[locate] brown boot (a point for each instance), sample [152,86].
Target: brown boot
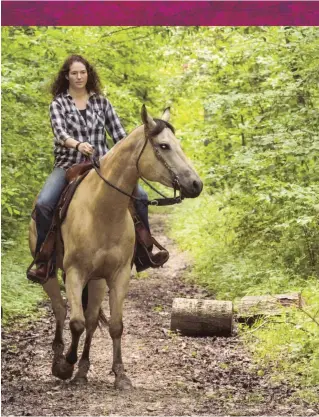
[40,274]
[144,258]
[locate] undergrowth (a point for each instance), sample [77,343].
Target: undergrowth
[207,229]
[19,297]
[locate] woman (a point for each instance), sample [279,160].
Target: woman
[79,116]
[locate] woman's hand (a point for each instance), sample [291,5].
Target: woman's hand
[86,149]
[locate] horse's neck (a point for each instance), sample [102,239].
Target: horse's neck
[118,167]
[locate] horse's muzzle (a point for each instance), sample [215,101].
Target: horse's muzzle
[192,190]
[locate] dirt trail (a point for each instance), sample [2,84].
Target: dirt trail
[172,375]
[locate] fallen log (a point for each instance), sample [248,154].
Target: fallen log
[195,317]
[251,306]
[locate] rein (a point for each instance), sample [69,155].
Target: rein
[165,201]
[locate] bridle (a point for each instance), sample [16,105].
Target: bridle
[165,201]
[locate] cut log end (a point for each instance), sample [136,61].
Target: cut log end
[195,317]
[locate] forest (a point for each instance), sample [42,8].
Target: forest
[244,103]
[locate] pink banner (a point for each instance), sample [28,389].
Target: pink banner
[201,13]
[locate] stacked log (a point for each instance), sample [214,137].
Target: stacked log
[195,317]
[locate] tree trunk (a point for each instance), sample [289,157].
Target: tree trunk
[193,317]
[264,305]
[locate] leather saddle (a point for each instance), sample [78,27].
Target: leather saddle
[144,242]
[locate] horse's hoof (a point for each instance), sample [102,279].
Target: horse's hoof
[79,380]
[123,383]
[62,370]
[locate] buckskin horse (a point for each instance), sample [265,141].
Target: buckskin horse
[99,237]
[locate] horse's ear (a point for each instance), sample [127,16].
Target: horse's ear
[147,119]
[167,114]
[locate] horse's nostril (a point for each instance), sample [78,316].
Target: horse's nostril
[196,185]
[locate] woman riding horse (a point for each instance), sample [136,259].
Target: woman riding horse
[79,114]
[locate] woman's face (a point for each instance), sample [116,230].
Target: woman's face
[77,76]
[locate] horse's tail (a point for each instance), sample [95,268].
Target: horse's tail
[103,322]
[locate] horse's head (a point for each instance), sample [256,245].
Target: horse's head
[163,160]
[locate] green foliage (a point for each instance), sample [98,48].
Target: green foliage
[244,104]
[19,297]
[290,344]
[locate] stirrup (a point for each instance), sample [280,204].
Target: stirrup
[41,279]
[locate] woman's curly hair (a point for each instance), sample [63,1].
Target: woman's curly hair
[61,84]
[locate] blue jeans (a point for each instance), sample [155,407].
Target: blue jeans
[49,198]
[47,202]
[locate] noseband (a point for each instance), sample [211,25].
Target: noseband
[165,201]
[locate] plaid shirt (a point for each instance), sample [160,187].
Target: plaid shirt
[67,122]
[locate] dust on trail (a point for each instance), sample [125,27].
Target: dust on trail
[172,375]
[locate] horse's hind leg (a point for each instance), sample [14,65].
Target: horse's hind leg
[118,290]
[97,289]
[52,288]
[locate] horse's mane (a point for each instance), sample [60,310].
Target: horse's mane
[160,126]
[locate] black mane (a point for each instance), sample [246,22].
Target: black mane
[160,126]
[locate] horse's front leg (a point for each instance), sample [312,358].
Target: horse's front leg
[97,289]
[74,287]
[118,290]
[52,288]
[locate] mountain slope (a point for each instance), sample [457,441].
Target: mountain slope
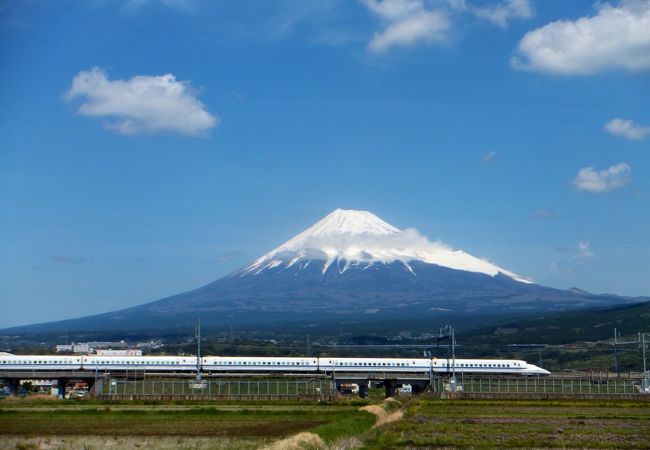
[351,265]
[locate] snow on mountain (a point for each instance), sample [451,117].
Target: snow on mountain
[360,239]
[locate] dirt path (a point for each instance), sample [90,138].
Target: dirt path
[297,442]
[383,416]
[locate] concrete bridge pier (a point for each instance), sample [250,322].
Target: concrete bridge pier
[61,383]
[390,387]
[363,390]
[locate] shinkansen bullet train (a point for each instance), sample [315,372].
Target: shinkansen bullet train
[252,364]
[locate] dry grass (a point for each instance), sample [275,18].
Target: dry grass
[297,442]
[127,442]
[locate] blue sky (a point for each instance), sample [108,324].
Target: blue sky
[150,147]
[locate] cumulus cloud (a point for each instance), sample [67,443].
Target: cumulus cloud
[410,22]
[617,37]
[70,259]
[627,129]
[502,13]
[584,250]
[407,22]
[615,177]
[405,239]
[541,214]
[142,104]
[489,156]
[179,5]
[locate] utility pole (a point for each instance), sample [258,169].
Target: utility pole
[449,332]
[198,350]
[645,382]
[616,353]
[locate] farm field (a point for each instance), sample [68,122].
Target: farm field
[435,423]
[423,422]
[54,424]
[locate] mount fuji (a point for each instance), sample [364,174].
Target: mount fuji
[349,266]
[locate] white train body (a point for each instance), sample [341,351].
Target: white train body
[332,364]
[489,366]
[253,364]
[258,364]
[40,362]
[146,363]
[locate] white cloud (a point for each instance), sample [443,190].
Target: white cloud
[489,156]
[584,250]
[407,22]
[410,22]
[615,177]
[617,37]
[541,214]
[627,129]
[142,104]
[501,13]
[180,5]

+ + +

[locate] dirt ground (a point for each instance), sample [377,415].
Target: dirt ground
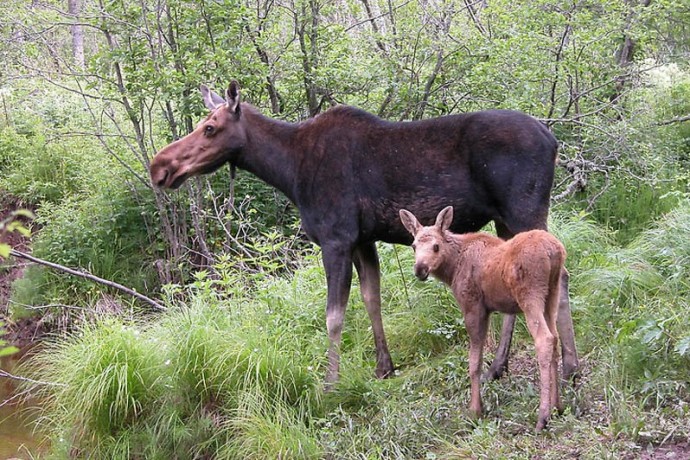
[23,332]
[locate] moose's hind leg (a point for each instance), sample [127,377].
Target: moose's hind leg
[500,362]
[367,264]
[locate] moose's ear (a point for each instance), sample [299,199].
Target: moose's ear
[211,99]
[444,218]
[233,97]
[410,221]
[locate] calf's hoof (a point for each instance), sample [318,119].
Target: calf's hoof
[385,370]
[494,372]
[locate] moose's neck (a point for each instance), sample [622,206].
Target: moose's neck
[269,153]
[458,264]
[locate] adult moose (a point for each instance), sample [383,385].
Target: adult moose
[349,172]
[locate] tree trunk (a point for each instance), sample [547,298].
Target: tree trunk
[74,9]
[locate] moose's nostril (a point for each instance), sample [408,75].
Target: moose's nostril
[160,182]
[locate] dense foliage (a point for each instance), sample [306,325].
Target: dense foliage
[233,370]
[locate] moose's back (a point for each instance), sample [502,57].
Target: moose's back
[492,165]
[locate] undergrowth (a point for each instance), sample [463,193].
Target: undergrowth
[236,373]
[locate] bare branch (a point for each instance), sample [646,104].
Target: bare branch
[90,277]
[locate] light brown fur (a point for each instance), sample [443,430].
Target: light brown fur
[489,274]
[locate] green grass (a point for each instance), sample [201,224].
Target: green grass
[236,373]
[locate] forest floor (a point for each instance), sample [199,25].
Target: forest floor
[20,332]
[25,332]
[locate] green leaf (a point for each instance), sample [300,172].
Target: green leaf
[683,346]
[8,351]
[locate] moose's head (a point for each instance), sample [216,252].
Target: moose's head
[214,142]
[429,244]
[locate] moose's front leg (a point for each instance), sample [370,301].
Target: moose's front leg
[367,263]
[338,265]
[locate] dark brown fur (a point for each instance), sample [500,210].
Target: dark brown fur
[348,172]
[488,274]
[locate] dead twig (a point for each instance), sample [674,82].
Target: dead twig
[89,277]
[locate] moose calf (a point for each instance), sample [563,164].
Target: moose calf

+ + +

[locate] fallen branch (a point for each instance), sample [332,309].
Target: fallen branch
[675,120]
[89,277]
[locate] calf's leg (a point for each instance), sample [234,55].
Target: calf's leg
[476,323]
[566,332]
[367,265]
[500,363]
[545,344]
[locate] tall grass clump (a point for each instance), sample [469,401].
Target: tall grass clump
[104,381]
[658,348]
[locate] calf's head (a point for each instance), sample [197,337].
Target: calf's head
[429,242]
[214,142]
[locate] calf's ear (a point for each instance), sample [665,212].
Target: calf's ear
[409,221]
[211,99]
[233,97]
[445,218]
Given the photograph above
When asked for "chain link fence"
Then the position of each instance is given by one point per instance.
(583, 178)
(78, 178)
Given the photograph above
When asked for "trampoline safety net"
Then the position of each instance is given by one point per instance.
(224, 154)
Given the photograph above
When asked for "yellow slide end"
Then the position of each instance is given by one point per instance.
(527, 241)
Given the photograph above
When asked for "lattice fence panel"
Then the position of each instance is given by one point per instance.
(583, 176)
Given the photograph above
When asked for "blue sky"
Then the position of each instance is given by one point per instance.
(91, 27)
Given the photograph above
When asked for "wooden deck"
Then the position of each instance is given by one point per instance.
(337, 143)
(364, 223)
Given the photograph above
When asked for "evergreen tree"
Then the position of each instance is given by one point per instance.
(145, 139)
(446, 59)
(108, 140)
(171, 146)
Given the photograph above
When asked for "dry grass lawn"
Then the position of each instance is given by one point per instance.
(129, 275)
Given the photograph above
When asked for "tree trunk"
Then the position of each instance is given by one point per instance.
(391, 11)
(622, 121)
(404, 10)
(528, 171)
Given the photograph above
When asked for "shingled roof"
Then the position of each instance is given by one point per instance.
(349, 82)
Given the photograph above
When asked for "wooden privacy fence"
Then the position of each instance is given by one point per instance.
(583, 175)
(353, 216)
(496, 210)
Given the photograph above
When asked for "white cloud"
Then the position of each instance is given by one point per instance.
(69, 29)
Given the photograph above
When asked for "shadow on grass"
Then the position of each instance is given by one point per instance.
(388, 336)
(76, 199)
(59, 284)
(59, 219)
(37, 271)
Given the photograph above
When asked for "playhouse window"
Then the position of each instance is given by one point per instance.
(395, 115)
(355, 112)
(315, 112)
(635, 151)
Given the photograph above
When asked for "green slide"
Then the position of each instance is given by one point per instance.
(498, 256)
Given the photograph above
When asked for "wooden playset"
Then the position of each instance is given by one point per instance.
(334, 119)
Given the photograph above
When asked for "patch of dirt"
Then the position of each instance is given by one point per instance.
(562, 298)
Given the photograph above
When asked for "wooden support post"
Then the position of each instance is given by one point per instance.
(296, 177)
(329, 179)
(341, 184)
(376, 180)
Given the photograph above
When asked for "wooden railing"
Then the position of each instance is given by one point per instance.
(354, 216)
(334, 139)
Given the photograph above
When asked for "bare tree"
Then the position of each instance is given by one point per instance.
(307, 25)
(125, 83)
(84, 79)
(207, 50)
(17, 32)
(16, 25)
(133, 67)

+ + +

## The task
Only lines of the material that contain the word "wooden" belong in the answer; copy each one.

## Your solution
When asked for "wooden deck"
When asked for "wooden privacy fence"
When asked for "wooden playset"
When asked for "wooden support post"
When asked for "wooden railing"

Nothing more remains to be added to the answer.